◆ WHAT YOU NEED TO DO
A verbatim reproduction of the lines below, from the line containing "Target: frost-covered tree" through the line containing "For this exercise we mark the firefighter standing", both ends included, is the whole required output.

◆ TASK INPUTS
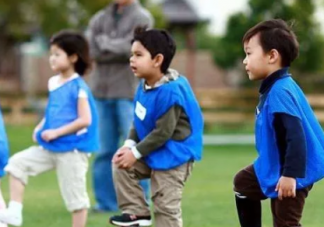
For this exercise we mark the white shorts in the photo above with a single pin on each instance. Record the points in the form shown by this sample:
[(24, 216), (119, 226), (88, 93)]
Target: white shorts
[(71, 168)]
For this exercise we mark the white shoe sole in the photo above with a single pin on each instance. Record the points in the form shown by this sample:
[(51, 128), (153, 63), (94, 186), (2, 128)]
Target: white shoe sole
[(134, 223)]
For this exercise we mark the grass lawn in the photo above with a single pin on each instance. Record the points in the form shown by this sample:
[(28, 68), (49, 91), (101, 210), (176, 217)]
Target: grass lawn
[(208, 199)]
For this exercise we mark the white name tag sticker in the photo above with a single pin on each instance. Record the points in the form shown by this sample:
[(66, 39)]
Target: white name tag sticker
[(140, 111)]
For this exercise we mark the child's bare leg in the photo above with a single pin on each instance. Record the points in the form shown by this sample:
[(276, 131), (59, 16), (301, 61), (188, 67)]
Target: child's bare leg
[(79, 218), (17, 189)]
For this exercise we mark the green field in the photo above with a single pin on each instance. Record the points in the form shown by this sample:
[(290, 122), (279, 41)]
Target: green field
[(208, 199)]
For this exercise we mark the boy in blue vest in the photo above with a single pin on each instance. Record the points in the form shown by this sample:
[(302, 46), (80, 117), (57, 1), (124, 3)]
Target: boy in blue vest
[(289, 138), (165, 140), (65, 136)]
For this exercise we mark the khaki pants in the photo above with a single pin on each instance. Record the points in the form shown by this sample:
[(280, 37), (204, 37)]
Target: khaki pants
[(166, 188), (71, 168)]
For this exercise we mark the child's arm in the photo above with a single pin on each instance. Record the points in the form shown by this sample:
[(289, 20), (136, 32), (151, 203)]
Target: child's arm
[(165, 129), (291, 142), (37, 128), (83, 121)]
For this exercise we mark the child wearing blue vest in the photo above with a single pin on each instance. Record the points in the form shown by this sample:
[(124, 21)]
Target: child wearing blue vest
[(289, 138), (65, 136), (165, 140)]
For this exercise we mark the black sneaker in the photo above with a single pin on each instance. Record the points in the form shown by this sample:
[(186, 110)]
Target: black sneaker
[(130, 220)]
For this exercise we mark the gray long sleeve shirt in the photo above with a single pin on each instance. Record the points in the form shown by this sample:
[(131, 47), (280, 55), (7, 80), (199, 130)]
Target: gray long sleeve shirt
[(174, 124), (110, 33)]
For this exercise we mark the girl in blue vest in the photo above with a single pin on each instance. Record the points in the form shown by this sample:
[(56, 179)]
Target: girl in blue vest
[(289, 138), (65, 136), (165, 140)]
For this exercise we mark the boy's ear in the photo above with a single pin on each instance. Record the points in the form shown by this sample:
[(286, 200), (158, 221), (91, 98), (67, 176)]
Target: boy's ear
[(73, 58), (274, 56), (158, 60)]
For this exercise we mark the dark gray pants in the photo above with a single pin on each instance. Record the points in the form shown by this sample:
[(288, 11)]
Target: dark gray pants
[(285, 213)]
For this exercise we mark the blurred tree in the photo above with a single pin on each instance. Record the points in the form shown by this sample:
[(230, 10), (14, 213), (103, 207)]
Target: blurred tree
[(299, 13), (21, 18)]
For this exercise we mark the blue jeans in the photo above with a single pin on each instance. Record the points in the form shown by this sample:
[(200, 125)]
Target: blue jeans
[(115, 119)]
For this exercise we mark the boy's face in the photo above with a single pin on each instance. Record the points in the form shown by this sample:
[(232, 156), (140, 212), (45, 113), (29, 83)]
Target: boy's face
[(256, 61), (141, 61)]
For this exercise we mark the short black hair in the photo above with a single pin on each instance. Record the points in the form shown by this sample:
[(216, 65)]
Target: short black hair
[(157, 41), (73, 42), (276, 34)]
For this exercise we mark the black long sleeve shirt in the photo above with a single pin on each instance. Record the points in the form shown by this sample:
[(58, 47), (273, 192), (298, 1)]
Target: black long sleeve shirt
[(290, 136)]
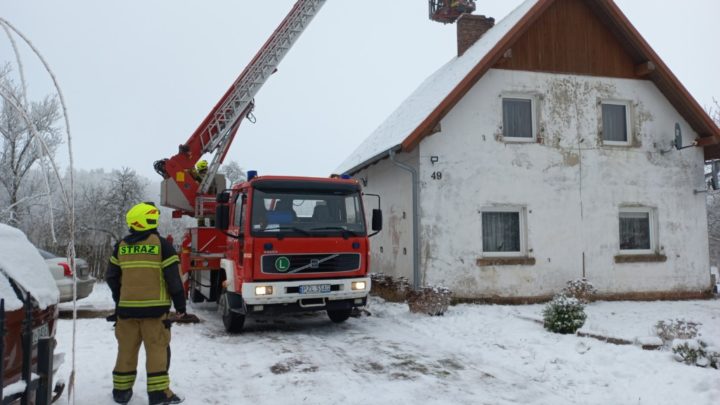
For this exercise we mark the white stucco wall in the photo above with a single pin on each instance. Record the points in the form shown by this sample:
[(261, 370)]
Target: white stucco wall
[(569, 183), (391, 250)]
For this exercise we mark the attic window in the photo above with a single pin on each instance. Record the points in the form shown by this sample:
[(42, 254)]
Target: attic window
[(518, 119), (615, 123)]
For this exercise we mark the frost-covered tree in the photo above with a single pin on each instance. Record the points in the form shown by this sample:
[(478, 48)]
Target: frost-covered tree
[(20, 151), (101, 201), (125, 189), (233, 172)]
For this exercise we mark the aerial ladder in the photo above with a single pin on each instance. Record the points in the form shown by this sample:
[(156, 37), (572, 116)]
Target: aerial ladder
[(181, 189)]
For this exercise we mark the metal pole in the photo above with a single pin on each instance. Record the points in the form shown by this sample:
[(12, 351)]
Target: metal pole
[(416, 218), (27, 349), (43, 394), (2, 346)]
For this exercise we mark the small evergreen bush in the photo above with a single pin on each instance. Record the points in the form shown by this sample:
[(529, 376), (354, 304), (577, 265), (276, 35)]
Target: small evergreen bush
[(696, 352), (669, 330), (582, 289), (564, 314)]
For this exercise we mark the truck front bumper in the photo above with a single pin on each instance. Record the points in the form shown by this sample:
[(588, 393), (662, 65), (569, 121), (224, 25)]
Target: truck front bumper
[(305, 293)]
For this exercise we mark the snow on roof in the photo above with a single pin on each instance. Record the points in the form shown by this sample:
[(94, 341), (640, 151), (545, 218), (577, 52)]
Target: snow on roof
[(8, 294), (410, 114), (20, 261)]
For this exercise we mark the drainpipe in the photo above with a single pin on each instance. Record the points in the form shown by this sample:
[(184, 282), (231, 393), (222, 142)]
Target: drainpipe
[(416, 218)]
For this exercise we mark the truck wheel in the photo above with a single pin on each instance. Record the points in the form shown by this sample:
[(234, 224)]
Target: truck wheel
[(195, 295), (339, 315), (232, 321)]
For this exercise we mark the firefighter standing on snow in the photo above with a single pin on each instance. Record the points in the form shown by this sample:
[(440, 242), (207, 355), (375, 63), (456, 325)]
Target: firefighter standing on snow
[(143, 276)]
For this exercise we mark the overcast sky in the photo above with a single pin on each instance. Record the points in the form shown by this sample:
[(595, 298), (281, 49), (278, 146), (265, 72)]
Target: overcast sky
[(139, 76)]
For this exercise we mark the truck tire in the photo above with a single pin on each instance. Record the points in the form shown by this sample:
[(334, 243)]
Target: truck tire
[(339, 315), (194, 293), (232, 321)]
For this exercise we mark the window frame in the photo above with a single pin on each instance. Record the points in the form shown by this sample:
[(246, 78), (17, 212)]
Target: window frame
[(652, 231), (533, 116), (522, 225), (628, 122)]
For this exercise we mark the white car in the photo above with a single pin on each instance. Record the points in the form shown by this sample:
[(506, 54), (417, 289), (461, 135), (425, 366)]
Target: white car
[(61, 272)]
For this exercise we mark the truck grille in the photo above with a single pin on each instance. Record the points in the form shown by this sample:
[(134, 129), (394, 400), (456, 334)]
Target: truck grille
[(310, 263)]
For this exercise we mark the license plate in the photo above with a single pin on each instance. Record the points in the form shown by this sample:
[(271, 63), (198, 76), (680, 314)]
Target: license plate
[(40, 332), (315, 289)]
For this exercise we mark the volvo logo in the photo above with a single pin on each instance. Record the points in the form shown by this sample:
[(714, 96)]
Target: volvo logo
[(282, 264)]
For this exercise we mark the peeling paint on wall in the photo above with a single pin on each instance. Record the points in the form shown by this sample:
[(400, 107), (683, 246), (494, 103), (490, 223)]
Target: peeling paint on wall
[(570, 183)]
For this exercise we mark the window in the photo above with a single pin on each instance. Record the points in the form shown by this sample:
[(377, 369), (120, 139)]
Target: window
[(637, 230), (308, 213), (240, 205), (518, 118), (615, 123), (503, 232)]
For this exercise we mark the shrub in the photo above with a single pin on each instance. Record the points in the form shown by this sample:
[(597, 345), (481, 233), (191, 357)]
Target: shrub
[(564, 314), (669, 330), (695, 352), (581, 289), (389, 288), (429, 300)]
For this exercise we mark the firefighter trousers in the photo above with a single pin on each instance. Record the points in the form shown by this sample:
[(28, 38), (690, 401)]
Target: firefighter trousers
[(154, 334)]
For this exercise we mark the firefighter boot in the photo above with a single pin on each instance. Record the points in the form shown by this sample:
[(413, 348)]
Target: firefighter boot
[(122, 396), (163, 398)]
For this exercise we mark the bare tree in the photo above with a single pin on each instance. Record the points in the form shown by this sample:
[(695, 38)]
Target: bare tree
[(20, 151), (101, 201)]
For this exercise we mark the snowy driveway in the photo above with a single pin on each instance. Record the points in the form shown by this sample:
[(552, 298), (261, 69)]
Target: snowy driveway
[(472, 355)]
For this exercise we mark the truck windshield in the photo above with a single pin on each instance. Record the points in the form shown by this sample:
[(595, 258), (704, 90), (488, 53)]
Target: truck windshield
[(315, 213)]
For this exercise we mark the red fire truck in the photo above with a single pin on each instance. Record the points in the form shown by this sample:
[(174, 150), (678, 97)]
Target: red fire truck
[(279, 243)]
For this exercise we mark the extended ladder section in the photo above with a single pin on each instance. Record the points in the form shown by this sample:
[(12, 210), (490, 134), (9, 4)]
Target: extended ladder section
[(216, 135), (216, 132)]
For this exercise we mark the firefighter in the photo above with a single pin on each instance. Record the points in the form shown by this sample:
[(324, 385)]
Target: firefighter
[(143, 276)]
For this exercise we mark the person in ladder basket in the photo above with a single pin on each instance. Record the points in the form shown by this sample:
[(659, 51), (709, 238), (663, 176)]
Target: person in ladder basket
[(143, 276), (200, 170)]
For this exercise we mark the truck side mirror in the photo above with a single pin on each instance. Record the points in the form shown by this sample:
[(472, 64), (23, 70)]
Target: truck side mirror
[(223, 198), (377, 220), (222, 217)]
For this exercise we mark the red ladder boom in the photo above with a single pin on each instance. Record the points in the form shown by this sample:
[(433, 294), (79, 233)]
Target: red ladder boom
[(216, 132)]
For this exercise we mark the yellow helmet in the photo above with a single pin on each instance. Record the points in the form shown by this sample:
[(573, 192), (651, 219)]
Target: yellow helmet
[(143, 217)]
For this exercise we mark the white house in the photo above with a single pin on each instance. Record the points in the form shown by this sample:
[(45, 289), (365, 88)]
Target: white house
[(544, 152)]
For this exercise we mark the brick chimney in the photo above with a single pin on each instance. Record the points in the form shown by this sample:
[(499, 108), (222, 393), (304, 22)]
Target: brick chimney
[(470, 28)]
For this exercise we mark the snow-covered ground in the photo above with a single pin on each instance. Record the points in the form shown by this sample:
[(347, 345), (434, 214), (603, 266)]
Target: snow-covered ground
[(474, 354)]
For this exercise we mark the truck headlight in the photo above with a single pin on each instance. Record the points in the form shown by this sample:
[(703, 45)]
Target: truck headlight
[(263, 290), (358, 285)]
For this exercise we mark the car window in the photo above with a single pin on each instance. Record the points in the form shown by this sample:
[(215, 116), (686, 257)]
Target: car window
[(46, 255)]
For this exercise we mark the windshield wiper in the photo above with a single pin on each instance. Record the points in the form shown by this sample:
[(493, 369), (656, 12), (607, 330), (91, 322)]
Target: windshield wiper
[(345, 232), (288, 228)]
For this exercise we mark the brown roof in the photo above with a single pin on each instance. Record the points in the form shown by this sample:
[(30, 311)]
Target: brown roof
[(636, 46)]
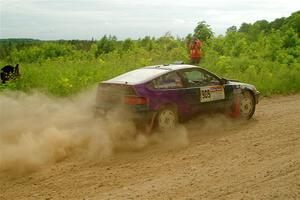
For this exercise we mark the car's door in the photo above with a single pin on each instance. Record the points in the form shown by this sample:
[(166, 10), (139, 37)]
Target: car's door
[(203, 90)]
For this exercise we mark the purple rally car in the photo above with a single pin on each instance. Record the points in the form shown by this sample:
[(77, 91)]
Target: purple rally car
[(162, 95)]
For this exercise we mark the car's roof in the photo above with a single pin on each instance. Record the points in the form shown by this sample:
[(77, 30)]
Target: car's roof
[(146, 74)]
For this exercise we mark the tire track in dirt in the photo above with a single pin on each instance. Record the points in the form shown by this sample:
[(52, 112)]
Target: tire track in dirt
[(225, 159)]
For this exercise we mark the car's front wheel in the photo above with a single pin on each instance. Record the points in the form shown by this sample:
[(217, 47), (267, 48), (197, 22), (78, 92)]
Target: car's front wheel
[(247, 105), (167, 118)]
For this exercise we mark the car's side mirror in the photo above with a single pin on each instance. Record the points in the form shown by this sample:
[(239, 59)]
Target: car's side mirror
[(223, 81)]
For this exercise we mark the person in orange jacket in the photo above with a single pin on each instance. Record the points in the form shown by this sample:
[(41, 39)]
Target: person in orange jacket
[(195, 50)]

◆ RESULT
Target: frost-covered tree
[(20, 151), (101, 201), (125, 189), (233, 172)]
For this exercise we mark the aerial ladder in the photo above with a single pin on each instance. Record the points in the form shown by this sample:
[(156, 37), (572, 116)]
Target: aerial ladder
[(181, 189)]
For this exercise we mark the metal pole in the photo above with a single pin on each instance. Record the points in the form shown by this sample:
[(12, 351)]
Target: metal pole
[(416, 218), (27, 349), (43, 394), (2, 346)]
For this exercise we mark the small evergreen bush in the photo above with a single pin on each instance. Record the points in the form shown by this sample:
[(529, 376), (354, 304), (577, 265), (276, 35)]
Target: small evergreen bush
[(696, 352), (669, 330), (582, 289), (564, 314)]
For this exercise we mark the truck front bumper in the photo above with a single pin on each instance. Record the points in the form shown by this sample:
[(588, 393), (662, 65), (569, 121), (224, 25)]
Target: truck front bumper
[(305, 293)]
For this exercise we mark the snow on roof in the photo above with a single pin on each instance. Record the points in the form shown by this sample:
[(94, 341), (640, 151), (545, 218), (577, 52)]
Target: snow on roof
[(8, 294), (410, 114), (20, 261)]
For this exercise we mark the drainpipe in the photo above with a single pin on each instance. Record the points in the form shown by this sample:
[(184, 282), (231, 393), (222, 142)]
Target: drainpipe
[(416, 218)]
For this exercise we mark the truck wheel in the photo above with a single pin on each instance. Record the points in the form shown by this sample:
[(234, 224)]
Target: truck wheel
[(195, 295), (339, 315), (232, 321)]
For this exercise we mark the firefighter standing on snow in the photo above with a single pin on each instance. Record the points in the form shown by this sample:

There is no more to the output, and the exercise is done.